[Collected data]
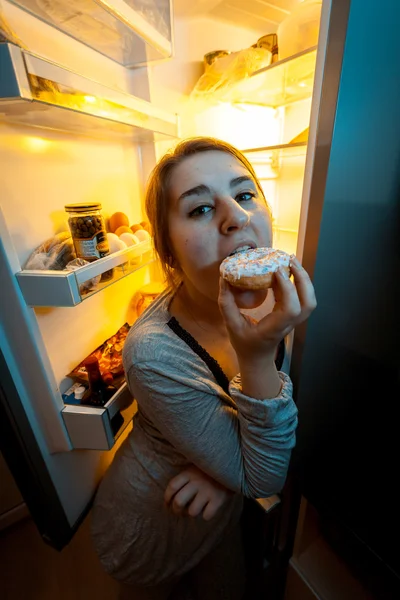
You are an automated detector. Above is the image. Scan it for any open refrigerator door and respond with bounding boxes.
[0,0,177,548]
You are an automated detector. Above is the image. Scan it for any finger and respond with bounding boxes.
[230,287,268,310]
[171,483,198,515]
[290,256,317,314]
[164,472,192,505]
[202,500,223,521]
[275,268,302,315]
[255,268,301,338]
[260,268,300,322]
[218,276,244,331]
[187,493,208,518]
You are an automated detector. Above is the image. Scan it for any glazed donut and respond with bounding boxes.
[220,247,291,290]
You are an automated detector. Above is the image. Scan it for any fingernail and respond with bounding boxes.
[279,267,289,280]
[290,254,300,267]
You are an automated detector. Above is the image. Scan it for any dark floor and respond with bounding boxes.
[0,514,119,600]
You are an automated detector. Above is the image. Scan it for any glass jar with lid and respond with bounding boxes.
[65,202,112,281]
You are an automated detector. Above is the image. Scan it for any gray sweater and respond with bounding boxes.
[91,290,298,586]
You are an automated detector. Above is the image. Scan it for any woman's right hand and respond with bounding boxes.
[164,465,232,521]
[219,255,317,362]
[218,256,317,398]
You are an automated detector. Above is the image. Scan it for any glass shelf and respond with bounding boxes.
[16,239,154,307]
[224,47,317,108]
[0,43,178,140]
[244,142,308,177]
[8,0,173,67]
[243,141,308,159]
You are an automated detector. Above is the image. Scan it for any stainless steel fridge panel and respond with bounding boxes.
[291,0,400,584]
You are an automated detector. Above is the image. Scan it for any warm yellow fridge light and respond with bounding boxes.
[24,137,50,152]
[84,95,97,104]
[194,102,279,150]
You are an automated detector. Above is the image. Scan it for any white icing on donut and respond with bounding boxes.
[220,247,290,281]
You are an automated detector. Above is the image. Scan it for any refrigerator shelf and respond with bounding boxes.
[0,43,178,140]
[226,47,317,108]
[16,238,154,307]
[243,141,308,159]
[62,382,137,450]
[7,0,173,67]
[243,142,308,179]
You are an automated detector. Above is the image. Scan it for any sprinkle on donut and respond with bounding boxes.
[220,247,291,290]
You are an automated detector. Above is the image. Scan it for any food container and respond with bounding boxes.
[203,50,231,71]
[277,0,322,60]
[130,282,164,320]
[65,202,112,281]
[256,34,278,63]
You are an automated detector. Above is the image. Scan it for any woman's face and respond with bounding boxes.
[167,150,272,305]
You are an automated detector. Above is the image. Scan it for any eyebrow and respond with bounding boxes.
[178,175,255,202]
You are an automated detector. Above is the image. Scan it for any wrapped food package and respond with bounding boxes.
[64,257,101,295]
[68,323,131,389]
[24,232,76,271]
[191,47,272,102]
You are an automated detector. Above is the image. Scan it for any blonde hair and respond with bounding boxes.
[145,137,268,290]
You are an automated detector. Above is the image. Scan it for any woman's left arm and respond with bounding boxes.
[164,465,233,521]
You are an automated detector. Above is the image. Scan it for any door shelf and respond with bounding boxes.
[62,382,137,450]
[0,43,178,140]
[8,0,173,67]
[16,239,154,307]
[225,47,317,108]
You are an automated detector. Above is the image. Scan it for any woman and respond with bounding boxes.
[91,137,317,599]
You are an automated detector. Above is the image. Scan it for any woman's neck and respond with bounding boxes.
[173,281,226,334]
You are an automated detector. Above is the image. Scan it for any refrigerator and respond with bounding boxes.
[0,0,399,596]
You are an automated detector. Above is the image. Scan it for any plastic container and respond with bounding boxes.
[256,34,278,63]
[7,0,173,66]
[277,0,322,60]
[130,282,164,320]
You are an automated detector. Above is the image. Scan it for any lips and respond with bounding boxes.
[227,241,257,257]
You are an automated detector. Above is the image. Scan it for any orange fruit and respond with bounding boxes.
[109,212,129,233]
[115,225,132,237]
[140,221,153,235]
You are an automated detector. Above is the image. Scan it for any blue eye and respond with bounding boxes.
[189,205,213,218]
[236,191,255,203]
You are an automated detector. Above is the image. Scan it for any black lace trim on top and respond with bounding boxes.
[167,316,285,396]
[167,317,230,395]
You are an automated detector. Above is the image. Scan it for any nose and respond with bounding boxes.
[219,197,250,234]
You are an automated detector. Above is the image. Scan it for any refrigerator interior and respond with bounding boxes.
[147,0,322,257]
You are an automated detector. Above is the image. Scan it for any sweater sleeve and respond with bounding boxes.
[126,359,298,498]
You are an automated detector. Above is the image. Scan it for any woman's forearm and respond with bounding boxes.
[238,355,282,399]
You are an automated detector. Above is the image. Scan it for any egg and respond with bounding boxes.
[130,223,142,234]
[134,229,151,243]
[109,212,129,233]
[119,232,140,247]
[114,225,132,237]
[107,232,127,253]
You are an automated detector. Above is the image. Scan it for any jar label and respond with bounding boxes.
[74,232,109,260]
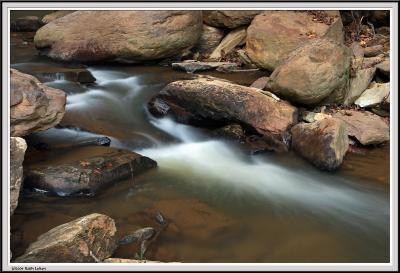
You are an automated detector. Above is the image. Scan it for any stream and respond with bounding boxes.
[10,31,390,263]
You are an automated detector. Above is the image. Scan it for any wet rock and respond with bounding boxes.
[33,67,96,84]
[34,136,111,151]
[212,124,245,142]
[11,16,44,32]
[332,109,389,145]
[203,10,261,29]
[246,10,344,71]
[375,58,390,77]
[10,137,27,215]
[343,67,376,105]
[250,76,269,90]
[268,38,351,105]
[119,227,156,246]
[291,118,349,171]
[148,79,298,151]
[24,149,157,196]
[171,60,237,73]
[15,213,117,263]
[363,45,384,57]
[34,11,202,62]
[10,69,66,137]
[41,10,77,24]
[194,24,224,56]
[208,27,246,60]
[103,258,162,263]
[355,82,390,108]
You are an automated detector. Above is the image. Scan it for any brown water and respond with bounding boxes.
[10,31,390,263]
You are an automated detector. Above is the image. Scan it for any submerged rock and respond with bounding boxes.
[268,38,351,105]
[203,10,261,29]
[24,149,157,196]
[15,213,117,263]
[34,11,202,62]
[208,27,246,60]
[291,118,349,171]
[332,109,390,145]
[41,10,77,24]
[10,69,66,137]
[119,227,156,246]
[171,60,237,73]
[355,82,390,108]
[10,137,27,215]
[246,10,344,71]
[194,24,225,56]
[148,78,298,151]
[11,16,44,32]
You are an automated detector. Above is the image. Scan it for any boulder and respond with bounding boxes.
[41,10,77,24]
[24,149,157,196]
[332,110,389,145]
[171,60,237,73]
[148,79,298,151]
[208,27,246,60]
[202,10,261,29]
[10,137,27,215]
[11,16,44,32]
[15,213,117,263]
[343,67,376,105]
[246,10,344,71]
[34,11,203,62]
[291,118,349,171]
[268,38,351,105]
[355,82,390,108]
[194,24,224,56]
[10,69,66,137]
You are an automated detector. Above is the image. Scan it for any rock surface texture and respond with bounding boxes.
[10,69,66,137]
[15,213,117,263]
[246,10,344,71]
[10,137,27,215]
[203,10,261,29]
[291,118,349,171]
[34,11,203,62]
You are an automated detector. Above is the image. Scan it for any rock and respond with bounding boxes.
[148,79,298,151]
[350,42,364,71]
[203,10,261,29]
[208,27,246,60]
[11,16,44,32]
[332,110,390,145]
[301,111,332,123]
[362,55,386,69]
[382,95,390,111]
[171,60,237,73]
[15,213,117,263]
[10,69,66,137]
[291,118,349,171]
[246,10,344,71]
[363,45,384,57]
[355,82,390,108]
[103,258,162,263]
[34,11,203,62]
[29,67,96,84]
[250,76,269,90]
[41,10,77,24]
[343,67,376,105]
[268,38,351,105]
[236,49,252,65]
[10,137,27,215]
[376,58,390,77]
[212,124,245,142]
[24,149,157,196]
[194,24,224,56]
[119,227,156,246]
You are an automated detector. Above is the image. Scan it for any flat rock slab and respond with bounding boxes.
[332,109,389,145]
[291,118,349,171]
[355,82,390,108]
[15,213,117,263]
[171,61,237,73]
[10,137,27,215]
[24,149,157,196]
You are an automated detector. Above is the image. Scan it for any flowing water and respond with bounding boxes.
[10,32,390,263]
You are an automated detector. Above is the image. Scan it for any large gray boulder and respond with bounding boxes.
[34,11,203,62]
[10,69,66,137]
[246,10,344,71]
[10,137,27,215]
[268,38,351,105]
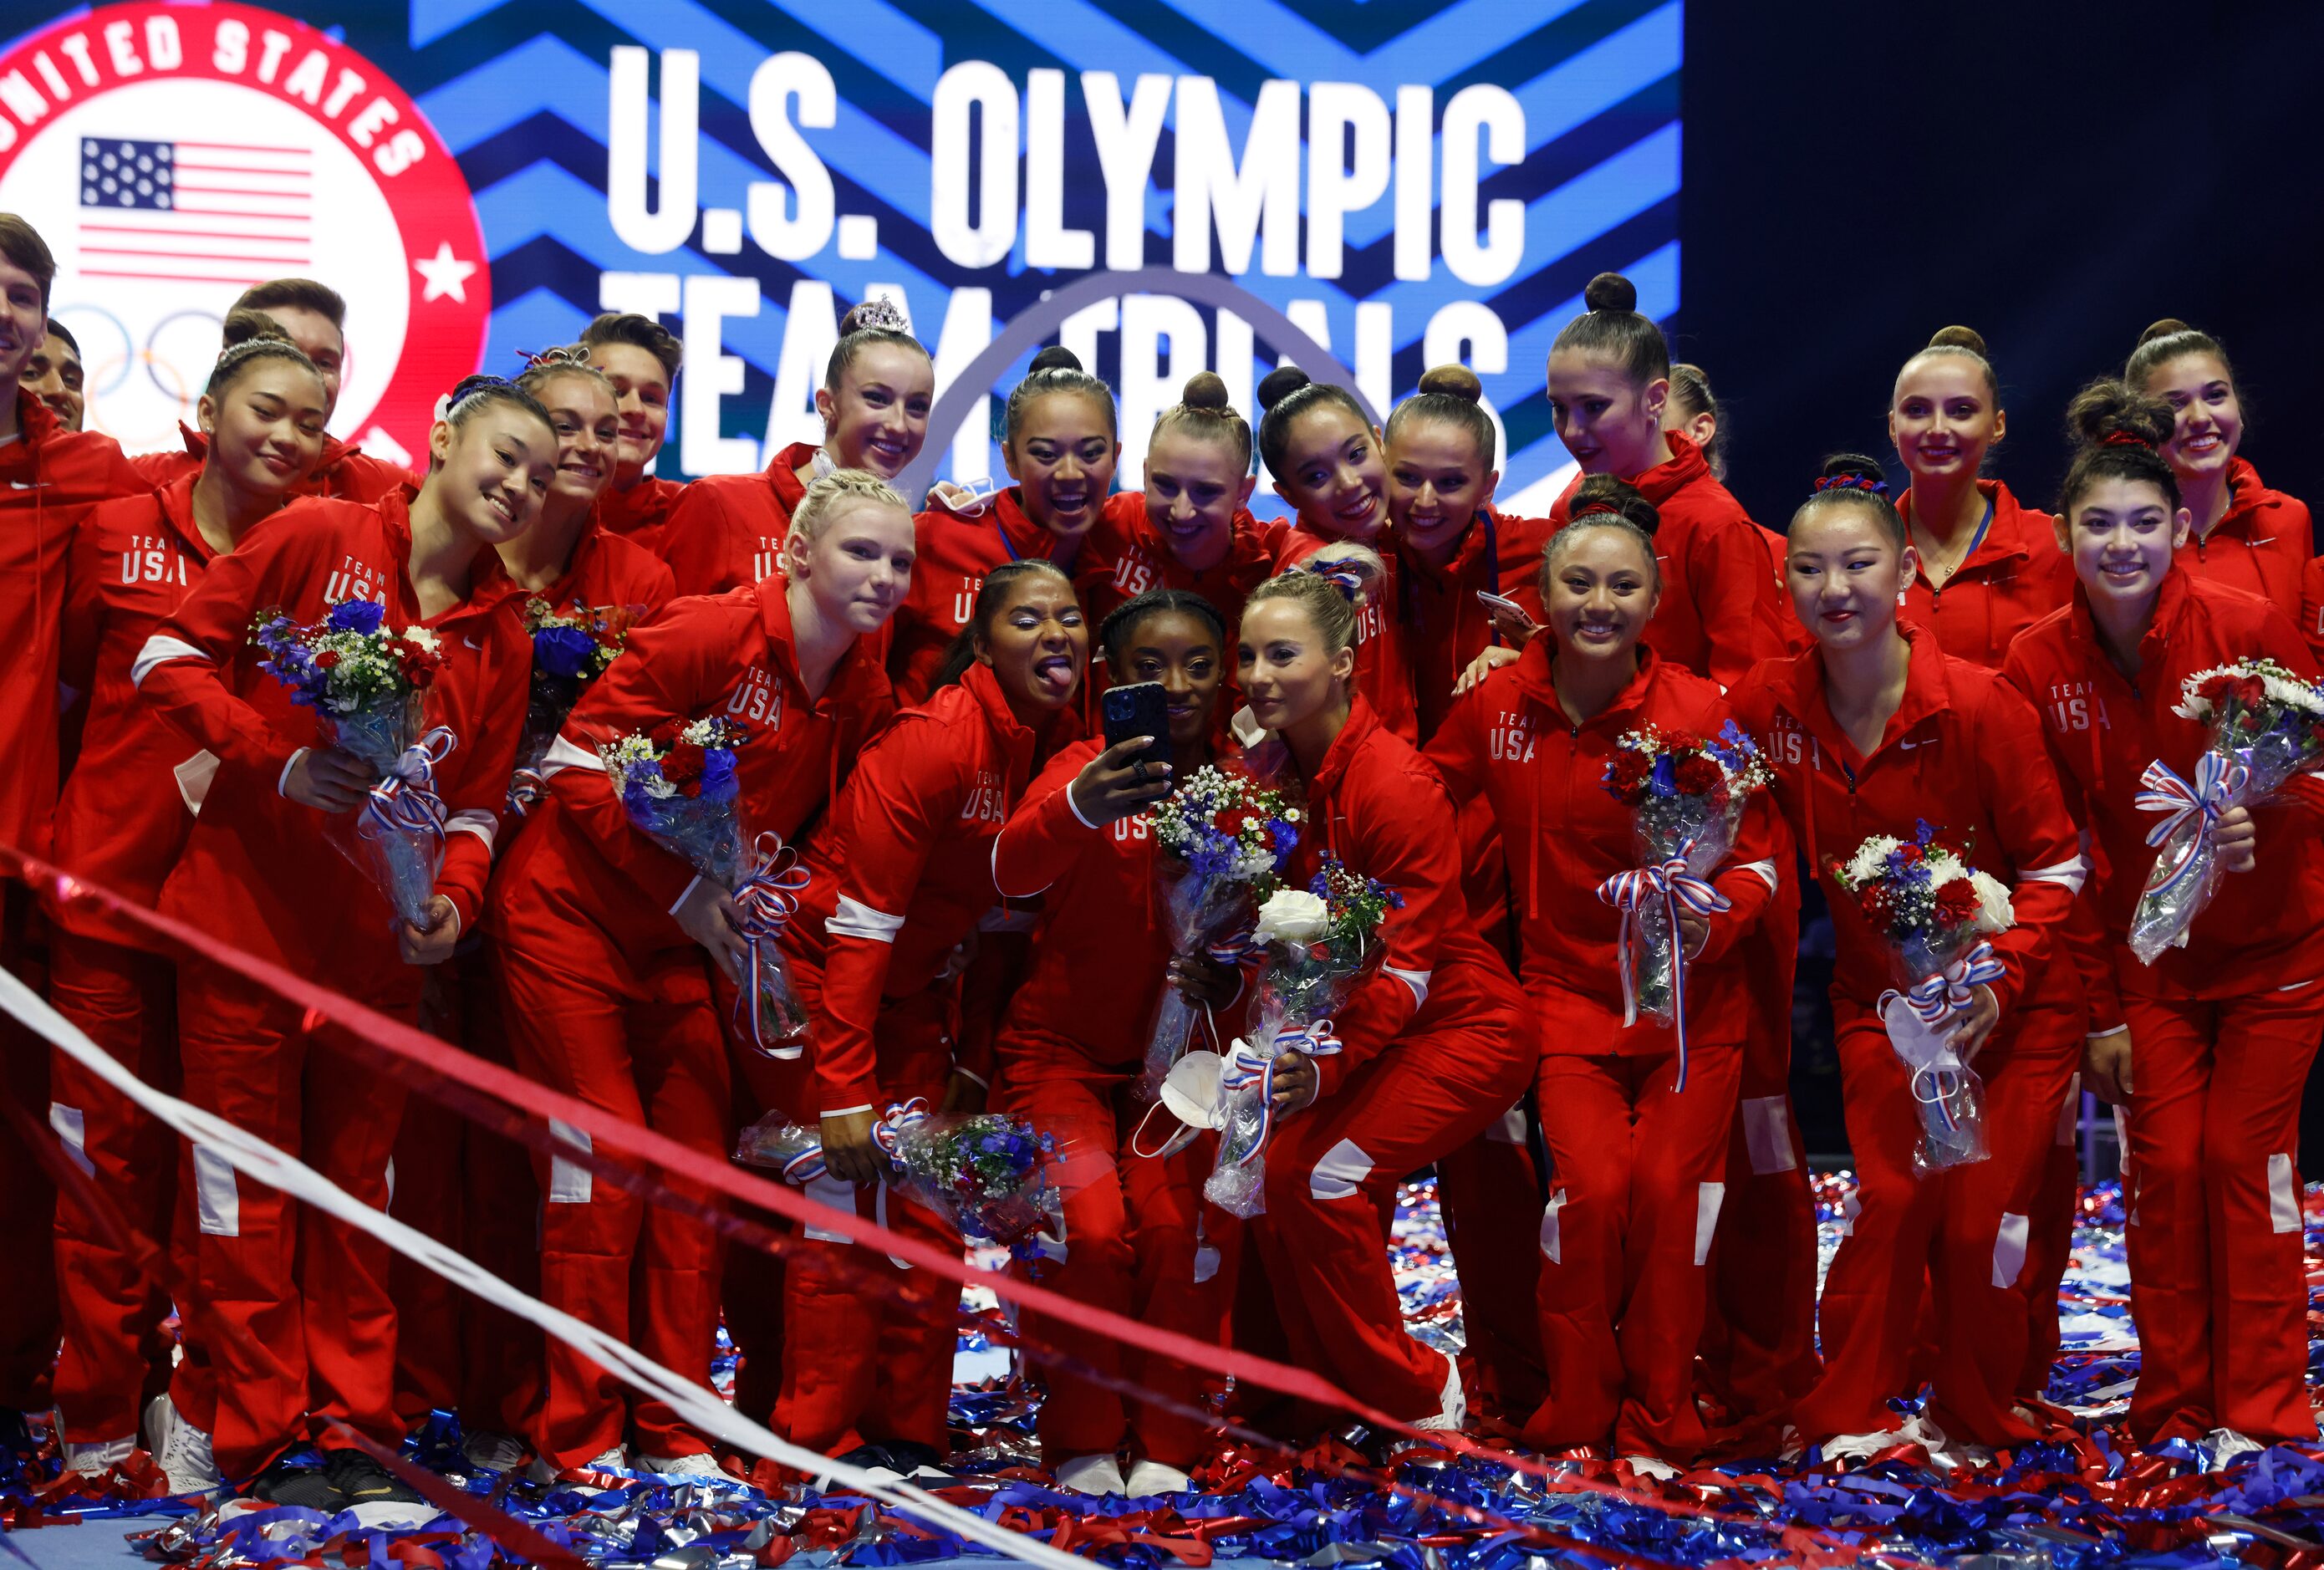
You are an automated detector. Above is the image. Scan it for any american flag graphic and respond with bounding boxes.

- [WORK TO COMPLETE]: Only the lines from the one with "flowing water and respond with bounding boxes." through the last line above belong in the answer. Reproduce them exactly, without the pictures.

- [REPLY TO THE TASK]:
You are an automated detector. Above is the image. Scan it for any flowing water and respond with bounding boxes.
[10,32,390,263]
You are an automated detector. Above is the image. Scan it for any large gray boulder and respond with bounding boxes.
[34,11,203,62]
[10,69,66,137]
[246,10,344,71]
[10,137,27,215]
[268,38,351,105]
You are an automated detector. Above is the image. Scan it for any american flag graphic and respond with bounding boxes.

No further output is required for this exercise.